**** Passage for review
The risk of long term care depleting your life’s savings is just as unacceptable as the risk of your house burning down. You insure over one risk; why not the other? It’s true that the insurance can be costly for good coverage, but not having it can be far costlier. Any amount helps. Long term care insurance can be purchased with a certain daily benefit amount, a benefit payout period, an initial elimination period (like a deductible), an inflation rider, and other terms. Even a low daily benefit can enable you to extend home care or assisted living, and a short benefit term can preserve resources if you have temporary nursing home stay exceeding Medicare’s 100 days. A proper Elder Law review will tell you what your exposure is, and how to incorporate insurance efficiently into your plan so you get the greatest return on your premium dollars.
********
**** Records supplied
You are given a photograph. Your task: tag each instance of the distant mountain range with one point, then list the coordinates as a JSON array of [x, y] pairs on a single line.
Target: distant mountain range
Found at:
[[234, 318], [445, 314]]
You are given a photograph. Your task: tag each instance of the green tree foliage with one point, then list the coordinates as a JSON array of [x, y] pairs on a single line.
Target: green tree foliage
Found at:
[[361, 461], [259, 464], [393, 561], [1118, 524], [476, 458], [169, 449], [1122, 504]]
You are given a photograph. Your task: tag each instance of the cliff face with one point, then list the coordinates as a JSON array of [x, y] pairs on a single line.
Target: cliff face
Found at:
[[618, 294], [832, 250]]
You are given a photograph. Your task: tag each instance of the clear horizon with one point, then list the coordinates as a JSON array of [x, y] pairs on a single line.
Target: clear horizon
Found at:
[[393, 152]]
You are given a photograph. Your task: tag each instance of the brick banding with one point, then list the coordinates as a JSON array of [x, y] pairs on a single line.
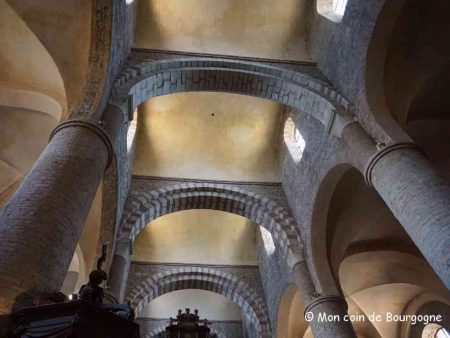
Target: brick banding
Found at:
[[380, 154], [145, 79], [143, 208], [208, 279]]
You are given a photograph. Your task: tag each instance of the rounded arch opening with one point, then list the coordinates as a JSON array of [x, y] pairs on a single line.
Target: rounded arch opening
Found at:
[[262, 211], [207, 279]]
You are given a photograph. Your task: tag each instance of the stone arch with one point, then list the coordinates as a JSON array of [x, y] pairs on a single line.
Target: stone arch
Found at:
[[207, 279], [278, 221], [154, 333], [146, 79]]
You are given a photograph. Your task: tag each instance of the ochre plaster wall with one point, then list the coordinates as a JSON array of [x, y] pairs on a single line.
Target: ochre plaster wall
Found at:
[[264, 28], [208, 136], [198, 236]]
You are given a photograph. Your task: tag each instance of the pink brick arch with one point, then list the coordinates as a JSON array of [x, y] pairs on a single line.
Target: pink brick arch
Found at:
[[146, 207], [145, 79], [203, 278]]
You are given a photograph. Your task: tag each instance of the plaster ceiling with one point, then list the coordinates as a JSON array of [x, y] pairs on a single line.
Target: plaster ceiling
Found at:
[[62, 29], [198, 237], [228, 27], [19, 70], [215, 136], [209, 304]]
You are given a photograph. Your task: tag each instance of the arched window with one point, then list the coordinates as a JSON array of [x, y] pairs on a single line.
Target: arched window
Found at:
[[332, 9], [294, 140], [267, 240]]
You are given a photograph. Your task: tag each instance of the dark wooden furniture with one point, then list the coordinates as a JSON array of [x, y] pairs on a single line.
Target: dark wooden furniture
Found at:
[[76, 319], [187, 325]]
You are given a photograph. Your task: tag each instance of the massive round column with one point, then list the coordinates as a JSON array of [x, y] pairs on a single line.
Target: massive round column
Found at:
[[417, 196], [40, 226]]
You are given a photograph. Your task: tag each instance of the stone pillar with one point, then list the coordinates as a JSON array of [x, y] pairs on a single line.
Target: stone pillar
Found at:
[[333, 307], [417, 196], [41, 224], [120, 267]]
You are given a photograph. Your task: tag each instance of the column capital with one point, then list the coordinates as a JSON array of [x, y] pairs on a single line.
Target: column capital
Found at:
[[92, 127], [325, 299], [383, 151]]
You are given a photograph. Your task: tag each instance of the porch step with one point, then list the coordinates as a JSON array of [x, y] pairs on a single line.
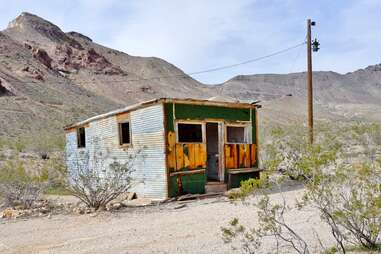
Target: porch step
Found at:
[[215, 187]]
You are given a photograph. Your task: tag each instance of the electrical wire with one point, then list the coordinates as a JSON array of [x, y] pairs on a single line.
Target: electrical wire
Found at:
[[188, 75]]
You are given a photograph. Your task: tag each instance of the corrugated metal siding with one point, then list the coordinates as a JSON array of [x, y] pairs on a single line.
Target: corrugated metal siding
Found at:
[[148, 145]]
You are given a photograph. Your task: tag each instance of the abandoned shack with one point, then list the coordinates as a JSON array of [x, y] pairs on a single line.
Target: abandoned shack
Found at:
[[182, 145]]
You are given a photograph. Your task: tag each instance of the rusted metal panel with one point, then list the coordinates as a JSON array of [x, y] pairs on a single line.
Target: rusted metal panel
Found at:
[[122, 117], [148, 148]]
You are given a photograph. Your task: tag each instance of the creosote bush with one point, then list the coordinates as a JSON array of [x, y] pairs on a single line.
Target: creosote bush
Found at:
[[341, 173], [99, 179]]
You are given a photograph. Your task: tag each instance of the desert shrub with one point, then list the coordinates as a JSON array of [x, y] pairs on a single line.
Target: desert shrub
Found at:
[[99, 179], [349, 201], [343, 185], [18, 187]]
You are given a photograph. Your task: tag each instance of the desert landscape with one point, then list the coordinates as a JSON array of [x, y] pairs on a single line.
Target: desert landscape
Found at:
[[50, 79]]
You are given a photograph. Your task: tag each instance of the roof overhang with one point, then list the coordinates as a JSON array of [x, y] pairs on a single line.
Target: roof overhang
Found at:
[[166, 100]]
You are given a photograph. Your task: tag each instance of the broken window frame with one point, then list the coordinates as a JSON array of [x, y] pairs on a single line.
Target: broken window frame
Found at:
[[81, 143], [245, 133], [203, 131], [120, 133]]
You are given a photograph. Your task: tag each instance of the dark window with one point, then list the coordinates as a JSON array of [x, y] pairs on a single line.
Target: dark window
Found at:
[[189, 132], [81, 137], [124, 133], [235, 134]]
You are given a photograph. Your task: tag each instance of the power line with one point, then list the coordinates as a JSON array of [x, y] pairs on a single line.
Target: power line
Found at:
[[188, 75], [248, 61]]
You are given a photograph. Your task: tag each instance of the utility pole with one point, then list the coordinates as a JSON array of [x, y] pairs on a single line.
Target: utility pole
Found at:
[[315, 44], [309, 84]]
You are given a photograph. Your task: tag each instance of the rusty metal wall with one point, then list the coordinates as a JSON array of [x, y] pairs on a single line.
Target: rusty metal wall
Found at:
[[147, 147]]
********
__Tasks to carry out__:
1. For the passage on long term care insurance, decide whether each statement agrees with it, answering yes or no and quoting the words that settle it: (a) the passage likens the initial elimination period to a deductible; (b) the passage calls a low daily benefit useless; (c) the passage claims the insurance is always inexpensive.
2. Please carry the passage on long term care insurance forward, writing what would follow its final sentence.

__Answers to each task__:
1.
(a) Yes: "an initial elimination period (like a deductible)"
(b) No: "Even a low daily benefit can enable you to extend home care or assisted living"
(c) No: "It’s true that the insurance can be costly for good coverage"

2.
Connecticut Elder Law Considerations
The key to good planning is knowing how much you need, how much you can afford, and how to structure the policy so that it dovetails with your level of assets and income to maximize the leverage it will provide you if the need for care arises. High-net-worth individuals might purchase a policy with a high daily benefit and a lifetime term. However, if you are a person of more average means, you can benefit from an analysis of your asset and income exposure to determine how to optimally allocate your premium dollars. Policies certified under the Connecticut Partnership for Long Term Care protect assets from Medicaid too, because the policy pays for your care and then enables you to exempt an equivalent amount of assets on any future Medicaid application.